Actions to take
(1) From the article on languishing during the pandemic, return the stretch from "Therapists say it’s" through "pandemic rolls on.", copied word for word.
(2) Take the article on languishing during the pandemic further, picking up right after its last sentence.

Page excerpt
Mental Health and Languishing: Many Struggle as Pandemic Continues
Outpatient counselor Jessie O’Neill was recently interviewed by ABC 11’s Elaina Athens about mental health and how people struggle with languishing as the pandemic continues
RALEIGH, N.C. (WTVD) — It’s called ‘languishing’ and it’s said to be the void between depression and flourishing. One of the signs is stagnation. You have the feeling of being stuck and not progressing.
Therapists say it’s important to address the issue before it starts effecting responsibilities — like a job, finances, appetite or sleep.
Mental health professionals are seeing cases because of COVID-19, as the pandemic rolls on.
Amanda Marriner found herself coping with a sense of emptiness and feeling unmotivated.
“Living in that unknown, where is the light? Where is the end for this? You just don’t know what to do with that,” said Marriner. “I was always calling it ‘going through the motions.'”
Early on during COVID, Marriner began diving into work. It was the only constant in her life.
“I didn’t know how to shut off work. I was working 12 to 14 hours just because what else do I have to do?” said Marriner.
She started noticing others around her also feeling a little lost.

Information shown
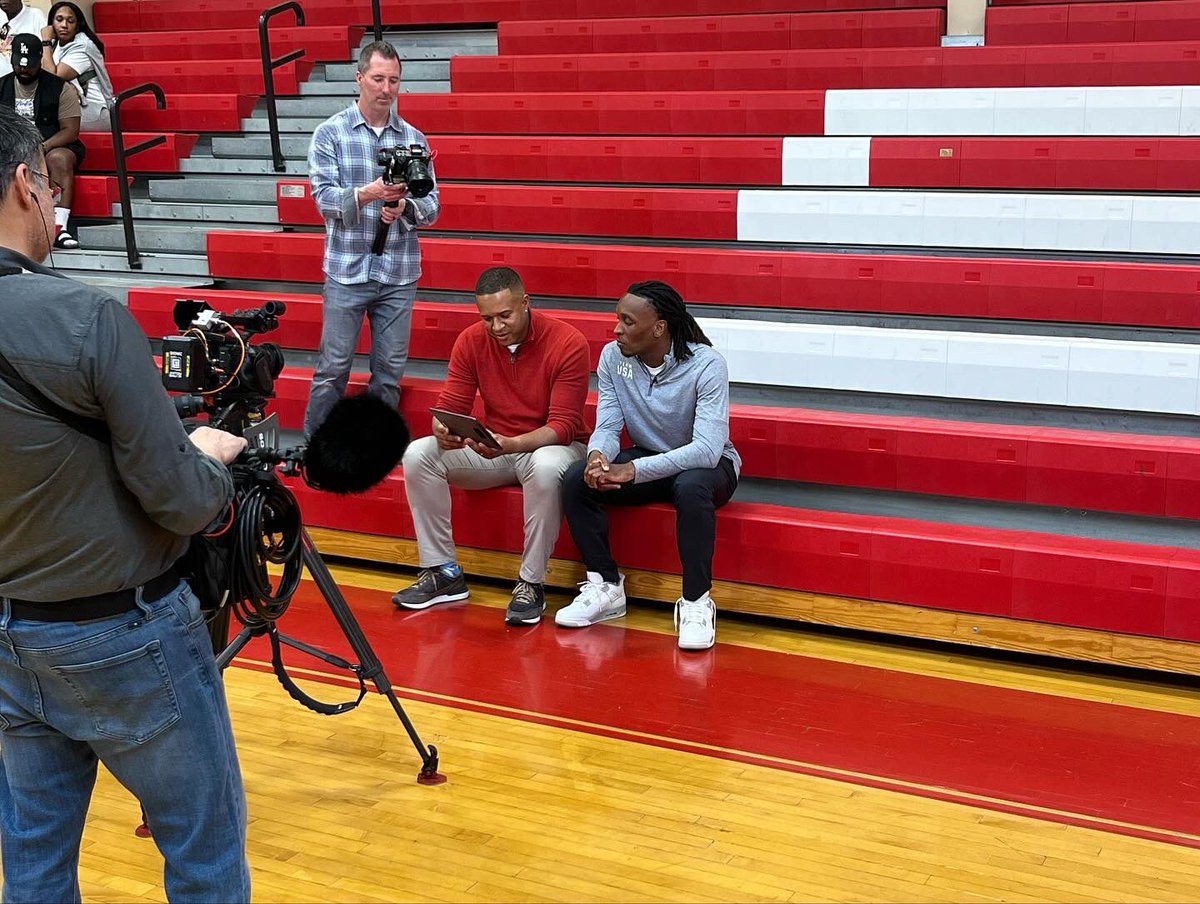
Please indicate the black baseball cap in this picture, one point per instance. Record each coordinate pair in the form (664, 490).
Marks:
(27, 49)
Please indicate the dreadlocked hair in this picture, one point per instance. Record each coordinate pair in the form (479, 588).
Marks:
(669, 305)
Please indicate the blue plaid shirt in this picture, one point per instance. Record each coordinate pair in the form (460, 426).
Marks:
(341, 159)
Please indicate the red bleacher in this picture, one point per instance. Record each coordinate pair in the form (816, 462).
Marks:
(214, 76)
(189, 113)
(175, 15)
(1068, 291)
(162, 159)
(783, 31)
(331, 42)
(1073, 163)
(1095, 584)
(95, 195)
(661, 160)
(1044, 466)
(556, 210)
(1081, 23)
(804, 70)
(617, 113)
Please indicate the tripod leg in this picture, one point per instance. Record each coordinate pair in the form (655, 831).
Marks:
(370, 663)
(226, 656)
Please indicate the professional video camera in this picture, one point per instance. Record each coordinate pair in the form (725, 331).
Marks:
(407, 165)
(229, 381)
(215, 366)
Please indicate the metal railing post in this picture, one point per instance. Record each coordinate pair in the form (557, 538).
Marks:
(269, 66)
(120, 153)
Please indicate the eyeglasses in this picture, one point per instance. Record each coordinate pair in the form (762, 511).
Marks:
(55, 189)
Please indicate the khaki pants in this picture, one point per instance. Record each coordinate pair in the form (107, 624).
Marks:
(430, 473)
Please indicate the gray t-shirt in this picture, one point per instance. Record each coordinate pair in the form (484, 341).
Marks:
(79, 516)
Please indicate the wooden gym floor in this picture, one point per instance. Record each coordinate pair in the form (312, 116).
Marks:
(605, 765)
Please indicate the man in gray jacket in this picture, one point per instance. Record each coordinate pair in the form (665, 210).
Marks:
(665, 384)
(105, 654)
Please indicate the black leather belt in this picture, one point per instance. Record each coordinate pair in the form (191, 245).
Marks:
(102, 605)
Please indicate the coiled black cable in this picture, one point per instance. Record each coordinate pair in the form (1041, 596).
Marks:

---

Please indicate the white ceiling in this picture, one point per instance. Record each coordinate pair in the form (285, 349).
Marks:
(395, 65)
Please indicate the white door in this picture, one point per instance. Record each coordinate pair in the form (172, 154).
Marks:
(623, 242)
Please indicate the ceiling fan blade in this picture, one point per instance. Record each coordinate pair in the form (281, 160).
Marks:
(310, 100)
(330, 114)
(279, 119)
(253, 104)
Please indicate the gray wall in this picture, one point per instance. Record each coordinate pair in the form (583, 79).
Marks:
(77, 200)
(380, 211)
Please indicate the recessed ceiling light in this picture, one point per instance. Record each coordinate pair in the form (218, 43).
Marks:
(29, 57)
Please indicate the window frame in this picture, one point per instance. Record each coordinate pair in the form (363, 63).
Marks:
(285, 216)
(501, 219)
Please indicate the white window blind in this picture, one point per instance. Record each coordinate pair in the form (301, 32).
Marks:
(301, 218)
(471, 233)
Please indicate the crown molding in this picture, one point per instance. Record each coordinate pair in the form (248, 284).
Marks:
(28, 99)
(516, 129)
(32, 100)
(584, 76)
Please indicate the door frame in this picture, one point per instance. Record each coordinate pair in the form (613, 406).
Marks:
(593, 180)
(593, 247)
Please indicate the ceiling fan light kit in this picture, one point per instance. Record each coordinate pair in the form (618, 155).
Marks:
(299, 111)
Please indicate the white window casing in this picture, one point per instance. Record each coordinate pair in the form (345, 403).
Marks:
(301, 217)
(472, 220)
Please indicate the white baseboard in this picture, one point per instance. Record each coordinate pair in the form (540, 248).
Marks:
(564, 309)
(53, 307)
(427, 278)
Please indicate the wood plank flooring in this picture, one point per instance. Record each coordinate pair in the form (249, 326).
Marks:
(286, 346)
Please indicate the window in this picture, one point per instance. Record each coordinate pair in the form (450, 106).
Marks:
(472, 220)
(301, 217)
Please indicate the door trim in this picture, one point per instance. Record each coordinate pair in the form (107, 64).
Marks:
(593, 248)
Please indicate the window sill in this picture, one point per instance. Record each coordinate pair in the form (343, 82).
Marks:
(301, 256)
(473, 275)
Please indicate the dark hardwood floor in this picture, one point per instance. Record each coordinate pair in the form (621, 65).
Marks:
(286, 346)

--

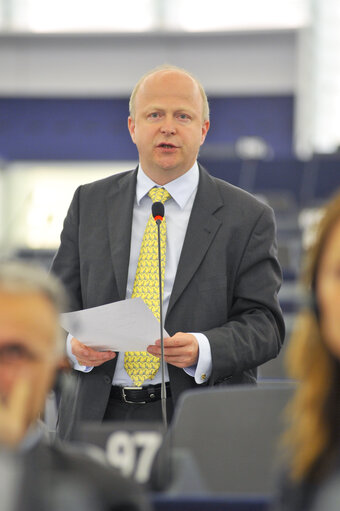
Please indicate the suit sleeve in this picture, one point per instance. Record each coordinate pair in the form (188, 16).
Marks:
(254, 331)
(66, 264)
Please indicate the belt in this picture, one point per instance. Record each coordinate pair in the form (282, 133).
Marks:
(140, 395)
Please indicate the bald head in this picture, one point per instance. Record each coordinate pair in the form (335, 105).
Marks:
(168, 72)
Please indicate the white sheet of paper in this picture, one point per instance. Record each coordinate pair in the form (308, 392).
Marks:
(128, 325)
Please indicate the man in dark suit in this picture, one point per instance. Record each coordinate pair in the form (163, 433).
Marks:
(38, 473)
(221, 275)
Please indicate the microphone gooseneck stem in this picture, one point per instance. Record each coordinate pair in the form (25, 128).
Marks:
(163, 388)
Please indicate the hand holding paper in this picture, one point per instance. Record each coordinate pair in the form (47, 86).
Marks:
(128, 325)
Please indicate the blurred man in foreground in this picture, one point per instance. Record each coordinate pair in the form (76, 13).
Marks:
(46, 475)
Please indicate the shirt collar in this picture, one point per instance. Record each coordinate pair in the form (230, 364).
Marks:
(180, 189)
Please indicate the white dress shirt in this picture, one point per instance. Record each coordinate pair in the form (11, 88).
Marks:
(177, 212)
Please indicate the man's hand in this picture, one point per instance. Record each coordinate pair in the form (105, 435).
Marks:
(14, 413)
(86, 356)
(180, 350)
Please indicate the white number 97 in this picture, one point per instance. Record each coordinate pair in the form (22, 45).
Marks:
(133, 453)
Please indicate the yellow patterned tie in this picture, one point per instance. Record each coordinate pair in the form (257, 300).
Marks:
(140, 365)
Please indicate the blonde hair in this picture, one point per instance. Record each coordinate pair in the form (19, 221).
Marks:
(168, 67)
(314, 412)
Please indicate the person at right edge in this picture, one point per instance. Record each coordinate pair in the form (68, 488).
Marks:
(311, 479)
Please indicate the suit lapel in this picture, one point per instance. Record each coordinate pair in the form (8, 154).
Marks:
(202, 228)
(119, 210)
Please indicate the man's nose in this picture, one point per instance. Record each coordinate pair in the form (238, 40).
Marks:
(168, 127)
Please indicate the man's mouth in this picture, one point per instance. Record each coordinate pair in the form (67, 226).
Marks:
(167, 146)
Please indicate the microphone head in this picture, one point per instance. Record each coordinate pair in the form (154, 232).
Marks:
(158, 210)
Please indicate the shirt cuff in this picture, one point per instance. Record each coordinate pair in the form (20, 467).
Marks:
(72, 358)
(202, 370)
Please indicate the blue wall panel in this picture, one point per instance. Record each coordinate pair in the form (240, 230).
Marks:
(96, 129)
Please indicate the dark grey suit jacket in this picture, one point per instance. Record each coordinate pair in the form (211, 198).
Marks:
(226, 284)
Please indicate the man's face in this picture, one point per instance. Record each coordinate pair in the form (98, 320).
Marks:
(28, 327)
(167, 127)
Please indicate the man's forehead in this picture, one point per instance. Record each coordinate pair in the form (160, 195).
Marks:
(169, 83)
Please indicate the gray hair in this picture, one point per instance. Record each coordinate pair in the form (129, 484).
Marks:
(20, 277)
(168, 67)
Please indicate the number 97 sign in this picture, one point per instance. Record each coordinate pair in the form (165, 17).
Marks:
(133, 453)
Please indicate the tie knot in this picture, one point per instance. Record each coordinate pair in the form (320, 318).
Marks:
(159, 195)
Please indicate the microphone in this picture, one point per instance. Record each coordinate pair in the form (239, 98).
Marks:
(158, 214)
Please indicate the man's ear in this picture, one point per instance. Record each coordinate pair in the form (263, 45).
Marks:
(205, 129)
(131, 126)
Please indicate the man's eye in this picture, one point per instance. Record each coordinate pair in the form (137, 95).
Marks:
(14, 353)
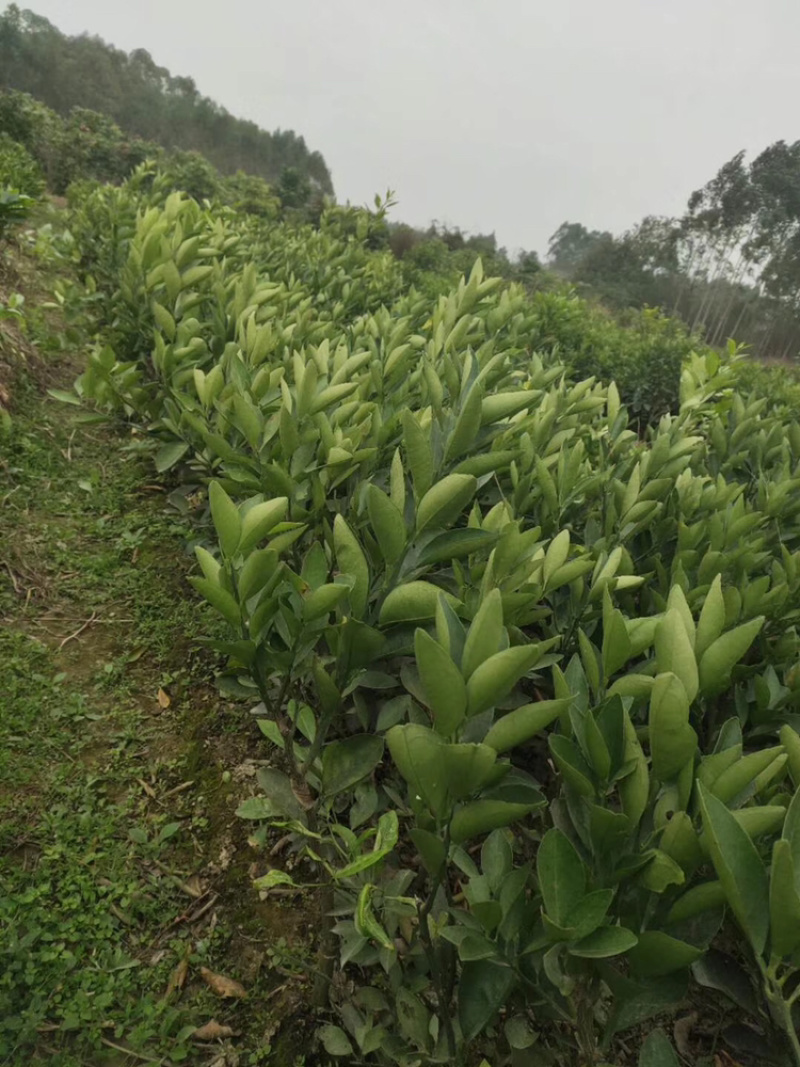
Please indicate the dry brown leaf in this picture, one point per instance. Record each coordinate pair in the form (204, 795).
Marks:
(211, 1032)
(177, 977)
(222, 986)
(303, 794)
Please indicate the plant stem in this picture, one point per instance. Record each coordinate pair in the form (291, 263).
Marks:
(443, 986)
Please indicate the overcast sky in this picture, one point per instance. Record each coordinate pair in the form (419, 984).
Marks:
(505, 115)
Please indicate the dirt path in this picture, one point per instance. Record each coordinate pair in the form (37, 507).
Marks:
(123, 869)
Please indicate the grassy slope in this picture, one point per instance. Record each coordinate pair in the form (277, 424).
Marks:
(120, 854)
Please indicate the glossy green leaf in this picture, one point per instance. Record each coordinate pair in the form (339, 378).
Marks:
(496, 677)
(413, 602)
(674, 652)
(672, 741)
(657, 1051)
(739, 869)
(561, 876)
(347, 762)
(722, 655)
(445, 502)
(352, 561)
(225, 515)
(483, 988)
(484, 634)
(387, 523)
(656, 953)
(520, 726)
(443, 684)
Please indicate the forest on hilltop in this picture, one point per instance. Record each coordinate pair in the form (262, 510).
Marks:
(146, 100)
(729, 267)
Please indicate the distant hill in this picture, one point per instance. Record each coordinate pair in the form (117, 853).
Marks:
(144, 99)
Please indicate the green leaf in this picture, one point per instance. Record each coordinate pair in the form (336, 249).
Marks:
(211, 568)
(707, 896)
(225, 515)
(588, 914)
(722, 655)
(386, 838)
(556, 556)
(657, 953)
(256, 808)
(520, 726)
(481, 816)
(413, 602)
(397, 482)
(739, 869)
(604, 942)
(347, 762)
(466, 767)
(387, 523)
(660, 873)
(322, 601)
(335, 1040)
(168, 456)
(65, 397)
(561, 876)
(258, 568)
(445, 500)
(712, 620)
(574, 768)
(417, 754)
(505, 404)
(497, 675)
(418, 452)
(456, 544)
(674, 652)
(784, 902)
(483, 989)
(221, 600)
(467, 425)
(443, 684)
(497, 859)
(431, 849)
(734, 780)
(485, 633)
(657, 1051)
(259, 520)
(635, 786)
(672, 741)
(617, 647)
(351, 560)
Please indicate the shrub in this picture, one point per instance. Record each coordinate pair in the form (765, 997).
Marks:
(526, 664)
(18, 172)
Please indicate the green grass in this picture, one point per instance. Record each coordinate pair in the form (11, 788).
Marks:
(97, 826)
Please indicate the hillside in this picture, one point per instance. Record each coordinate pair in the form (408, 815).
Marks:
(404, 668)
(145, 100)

Solved tasks
(1)
Therapists say it’s important to address the issue before it starts effecting responsibilities — like a job, finances, appetite or sleep.
Mental health professionals are seeing cases because of COVID-19, as the pandemic rolls on.

(2)
“I’m an introvert, folks that I know are extroverts and outgoing, they were struggling,” said Marriner.
The first is recognizing you might be experiencing this right now, and then connecting with someone to feel supported and that you’re not alone.
O’Neill also suggests redefining priorities and purpose.
“If we’re doing things robotically and kind of going through the motions, then it doesn’t feel fulfilling for ourselves. We’re not feeling satisfied at the end of the day,” O’Neill addded.
Marriner says the work she’s putting in is helping.
“I’m definitely pushing myself. I’m at the point where I am pushing myself because a lot of it too,” said Marriner.
There are a number of nonprofits offering help.
SouthLight is one nonprofit, which they take people whether or not they have insurance.